■ **WRITTEN INSTRUCTION**: Copy the items below word for word, starting with the line containing "the white sign" and ending with the line containing "point(19, 481)", both included. Leave out the pictures.

■ **DATA SECTION**:

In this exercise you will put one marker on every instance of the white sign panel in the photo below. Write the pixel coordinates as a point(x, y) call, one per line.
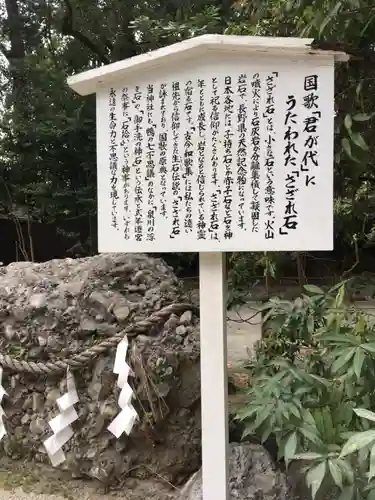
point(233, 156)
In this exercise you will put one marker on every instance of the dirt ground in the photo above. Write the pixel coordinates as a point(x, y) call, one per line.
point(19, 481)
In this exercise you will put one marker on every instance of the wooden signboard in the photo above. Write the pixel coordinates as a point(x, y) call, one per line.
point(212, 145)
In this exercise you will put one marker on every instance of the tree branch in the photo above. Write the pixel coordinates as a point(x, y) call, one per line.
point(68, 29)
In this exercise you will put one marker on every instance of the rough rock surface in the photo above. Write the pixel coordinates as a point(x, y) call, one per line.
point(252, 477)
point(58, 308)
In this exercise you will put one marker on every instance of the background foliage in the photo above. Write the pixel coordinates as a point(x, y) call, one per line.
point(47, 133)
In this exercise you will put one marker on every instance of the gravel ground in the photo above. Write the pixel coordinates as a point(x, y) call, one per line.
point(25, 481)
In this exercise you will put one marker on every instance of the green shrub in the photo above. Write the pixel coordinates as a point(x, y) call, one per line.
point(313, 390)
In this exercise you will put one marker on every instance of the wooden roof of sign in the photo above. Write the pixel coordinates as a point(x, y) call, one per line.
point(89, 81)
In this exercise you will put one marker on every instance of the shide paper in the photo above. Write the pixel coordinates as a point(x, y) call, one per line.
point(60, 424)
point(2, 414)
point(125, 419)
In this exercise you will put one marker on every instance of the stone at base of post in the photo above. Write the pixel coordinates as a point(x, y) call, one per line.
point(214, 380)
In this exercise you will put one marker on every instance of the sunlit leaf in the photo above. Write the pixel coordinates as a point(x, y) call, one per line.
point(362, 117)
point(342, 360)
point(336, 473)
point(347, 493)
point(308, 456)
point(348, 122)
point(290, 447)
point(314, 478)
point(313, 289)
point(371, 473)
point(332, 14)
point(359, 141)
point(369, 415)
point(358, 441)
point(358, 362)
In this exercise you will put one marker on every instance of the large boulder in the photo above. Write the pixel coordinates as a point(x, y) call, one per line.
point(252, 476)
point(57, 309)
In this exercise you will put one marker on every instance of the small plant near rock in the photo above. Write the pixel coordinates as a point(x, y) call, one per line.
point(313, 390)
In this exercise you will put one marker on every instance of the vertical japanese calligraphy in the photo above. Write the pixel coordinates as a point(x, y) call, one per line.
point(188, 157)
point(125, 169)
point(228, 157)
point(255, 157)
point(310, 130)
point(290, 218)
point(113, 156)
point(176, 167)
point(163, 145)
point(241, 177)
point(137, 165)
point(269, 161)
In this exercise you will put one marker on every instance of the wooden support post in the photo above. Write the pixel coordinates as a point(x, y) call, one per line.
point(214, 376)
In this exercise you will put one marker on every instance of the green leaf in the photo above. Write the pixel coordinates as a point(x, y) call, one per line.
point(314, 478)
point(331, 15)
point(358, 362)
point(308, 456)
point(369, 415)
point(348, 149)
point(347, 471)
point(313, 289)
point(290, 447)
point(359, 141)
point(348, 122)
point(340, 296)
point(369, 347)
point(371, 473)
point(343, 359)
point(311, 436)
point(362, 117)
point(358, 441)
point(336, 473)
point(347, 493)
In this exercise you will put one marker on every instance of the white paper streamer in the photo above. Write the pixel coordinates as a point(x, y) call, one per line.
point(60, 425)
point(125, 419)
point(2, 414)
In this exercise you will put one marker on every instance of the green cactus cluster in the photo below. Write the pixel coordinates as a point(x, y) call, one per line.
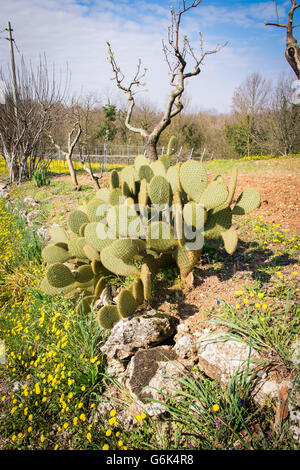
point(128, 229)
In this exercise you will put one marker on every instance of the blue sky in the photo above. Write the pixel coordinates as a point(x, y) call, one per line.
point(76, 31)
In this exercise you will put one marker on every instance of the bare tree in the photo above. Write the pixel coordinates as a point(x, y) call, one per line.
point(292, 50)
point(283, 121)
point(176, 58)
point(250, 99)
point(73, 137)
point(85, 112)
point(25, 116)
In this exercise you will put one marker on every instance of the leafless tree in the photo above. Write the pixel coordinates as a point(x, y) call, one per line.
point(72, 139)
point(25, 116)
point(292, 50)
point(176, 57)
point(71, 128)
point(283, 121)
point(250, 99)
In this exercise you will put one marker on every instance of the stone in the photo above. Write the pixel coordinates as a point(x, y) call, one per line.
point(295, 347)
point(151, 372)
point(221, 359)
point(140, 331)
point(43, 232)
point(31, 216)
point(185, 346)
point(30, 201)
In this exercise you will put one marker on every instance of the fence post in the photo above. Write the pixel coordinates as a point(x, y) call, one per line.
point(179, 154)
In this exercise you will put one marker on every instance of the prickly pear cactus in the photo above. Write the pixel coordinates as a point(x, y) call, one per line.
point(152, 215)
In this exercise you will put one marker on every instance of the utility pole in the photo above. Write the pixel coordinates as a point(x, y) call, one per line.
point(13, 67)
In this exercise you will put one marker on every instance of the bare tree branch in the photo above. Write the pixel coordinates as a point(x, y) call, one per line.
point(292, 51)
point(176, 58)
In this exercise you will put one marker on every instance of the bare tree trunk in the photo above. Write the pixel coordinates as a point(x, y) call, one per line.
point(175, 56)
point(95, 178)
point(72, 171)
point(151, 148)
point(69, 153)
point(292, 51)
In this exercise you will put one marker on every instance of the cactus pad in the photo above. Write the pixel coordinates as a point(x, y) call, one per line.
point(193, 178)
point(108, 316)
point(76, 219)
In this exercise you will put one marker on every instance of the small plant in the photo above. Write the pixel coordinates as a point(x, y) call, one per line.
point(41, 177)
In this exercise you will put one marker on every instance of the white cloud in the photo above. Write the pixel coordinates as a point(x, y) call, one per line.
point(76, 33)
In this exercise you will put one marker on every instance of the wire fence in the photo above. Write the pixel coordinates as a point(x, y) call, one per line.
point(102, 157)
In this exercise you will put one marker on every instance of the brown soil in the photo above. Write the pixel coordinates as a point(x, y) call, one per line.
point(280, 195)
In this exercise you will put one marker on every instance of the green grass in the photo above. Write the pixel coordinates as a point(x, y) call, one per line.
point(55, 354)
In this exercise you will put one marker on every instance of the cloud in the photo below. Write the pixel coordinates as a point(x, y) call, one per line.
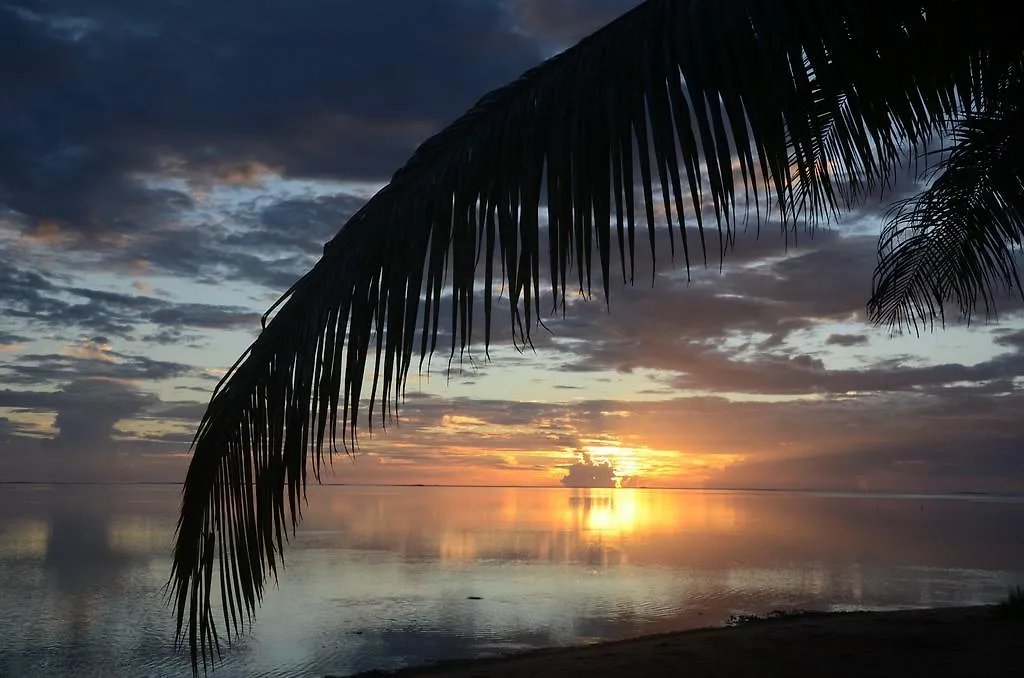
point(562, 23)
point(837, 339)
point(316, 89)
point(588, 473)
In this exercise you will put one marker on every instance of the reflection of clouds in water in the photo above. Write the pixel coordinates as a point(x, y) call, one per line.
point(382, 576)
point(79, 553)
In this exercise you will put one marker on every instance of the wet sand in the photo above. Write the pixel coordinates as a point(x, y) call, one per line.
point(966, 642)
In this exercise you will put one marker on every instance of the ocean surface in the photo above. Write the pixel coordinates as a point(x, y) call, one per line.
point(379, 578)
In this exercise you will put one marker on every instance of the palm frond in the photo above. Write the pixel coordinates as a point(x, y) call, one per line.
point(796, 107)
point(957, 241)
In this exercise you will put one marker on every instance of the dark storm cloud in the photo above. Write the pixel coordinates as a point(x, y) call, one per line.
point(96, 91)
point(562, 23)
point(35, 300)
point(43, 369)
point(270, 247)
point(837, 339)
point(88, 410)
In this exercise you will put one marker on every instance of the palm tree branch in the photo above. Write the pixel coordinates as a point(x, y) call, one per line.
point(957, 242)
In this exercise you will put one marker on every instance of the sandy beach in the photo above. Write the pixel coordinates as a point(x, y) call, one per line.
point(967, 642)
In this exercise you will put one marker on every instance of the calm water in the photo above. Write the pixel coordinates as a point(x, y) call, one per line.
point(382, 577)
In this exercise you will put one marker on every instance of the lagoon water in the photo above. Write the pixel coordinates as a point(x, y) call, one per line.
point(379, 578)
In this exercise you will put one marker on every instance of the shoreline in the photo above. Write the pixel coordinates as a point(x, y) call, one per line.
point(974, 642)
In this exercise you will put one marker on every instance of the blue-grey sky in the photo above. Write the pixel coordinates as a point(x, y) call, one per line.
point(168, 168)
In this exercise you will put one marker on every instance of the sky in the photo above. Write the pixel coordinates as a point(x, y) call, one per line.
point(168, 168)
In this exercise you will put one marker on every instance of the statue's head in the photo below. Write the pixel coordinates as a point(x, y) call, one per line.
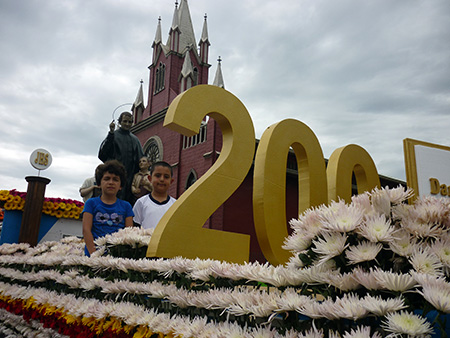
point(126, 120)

--

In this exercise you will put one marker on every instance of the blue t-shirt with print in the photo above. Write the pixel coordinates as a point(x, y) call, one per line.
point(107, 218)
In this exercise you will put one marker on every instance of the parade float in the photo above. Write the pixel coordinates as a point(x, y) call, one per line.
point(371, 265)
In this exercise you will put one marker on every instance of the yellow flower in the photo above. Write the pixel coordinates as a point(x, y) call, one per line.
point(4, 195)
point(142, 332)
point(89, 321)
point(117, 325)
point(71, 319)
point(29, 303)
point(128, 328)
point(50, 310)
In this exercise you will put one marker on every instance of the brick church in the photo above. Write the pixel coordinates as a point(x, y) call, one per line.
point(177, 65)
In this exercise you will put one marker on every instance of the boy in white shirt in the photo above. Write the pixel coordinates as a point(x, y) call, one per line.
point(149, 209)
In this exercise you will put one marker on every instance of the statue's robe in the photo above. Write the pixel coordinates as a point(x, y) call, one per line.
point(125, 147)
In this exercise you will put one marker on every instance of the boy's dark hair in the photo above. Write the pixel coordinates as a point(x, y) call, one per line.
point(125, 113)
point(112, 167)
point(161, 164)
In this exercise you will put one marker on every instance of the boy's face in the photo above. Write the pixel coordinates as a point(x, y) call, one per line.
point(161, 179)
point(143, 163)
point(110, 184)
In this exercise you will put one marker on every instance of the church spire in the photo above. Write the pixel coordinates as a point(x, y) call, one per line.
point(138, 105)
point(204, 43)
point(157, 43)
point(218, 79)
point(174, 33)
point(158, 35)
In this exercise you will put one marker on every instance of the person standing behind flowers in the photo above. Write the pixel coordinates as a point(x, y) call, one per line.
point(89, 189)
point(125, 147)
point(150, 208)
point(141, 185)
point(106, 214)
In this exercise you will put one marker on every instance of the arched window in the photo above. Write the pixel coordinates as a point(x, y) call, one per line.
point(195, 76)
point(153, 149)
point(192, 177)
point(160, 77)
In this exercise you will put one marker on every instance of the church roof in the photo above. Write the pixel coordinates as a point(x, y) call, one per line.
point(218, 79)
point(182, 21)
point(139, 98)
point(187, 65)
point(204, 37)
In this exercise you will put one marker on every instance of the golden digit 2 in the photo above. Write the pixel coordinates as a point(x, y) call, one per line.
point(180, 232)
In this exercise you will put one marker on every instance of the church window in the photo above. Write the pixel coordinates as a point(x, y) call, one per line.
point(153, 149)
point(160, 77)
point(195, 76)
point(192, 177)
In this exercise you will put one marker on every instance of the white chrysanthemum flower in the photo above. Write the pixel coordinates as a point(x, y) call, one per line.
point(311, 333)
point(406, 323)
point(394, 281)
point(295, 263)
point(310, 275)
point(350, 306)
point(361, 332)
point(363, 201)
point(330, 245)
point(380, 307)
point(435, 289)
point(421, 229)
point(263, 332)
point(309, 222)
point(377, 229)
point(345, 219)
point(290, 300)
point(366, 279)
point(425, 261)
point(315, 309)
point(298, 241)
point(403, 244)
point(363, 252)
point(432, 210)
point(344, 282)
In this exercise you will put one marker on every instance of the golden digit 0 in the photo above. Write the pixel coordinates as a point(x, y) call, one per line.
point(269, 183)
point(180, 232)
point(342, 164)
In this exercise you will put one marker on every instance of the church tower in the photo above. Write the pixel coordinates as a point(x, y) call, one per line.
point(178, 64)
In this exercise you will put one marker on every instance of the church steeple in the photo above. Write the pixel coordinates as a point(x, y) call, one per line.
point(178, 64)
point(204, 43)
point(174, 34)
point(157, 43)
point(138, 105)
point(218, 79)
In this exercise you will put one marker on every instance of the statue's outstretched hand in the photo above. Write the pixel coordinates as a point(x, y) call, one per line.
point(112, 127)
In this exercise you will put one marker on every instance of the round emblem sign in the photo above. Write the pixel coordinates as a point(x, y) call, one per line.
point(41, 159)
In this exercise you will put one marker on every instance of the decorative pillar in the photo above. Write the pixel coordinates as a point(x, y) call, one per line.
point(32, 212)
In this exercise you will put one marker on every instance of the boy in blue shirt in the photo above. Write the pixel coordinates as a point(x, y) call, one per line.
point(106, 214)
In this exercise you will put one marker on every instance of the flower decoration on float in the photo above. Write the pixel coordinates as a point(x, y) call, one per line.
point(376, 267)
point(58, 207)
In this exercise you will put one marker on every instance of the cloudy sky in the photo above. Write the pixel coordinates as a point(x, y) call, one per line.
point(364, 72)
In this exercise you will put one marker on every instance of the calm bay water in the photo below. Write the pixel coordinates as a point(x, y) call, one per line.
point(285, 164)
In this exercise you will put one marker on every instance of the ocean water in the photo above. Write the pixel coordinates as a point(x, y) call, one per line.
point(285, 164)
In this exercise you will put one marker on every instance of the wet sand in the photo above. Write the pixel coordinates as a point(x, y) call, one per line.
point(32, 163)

■ **CORRECT OUTPUT**:
In this exercise you will put one marker on every instance of the white sign panel in the photo below. Write the pixel coordinates as a point(x, y) call, one per line.
point(233, 156)
In this exercise you will put one marker on every instance of the dirt ground in the photo above. Write the pixel coordinates as a point(x, y) call, one per line.
point(19, 481)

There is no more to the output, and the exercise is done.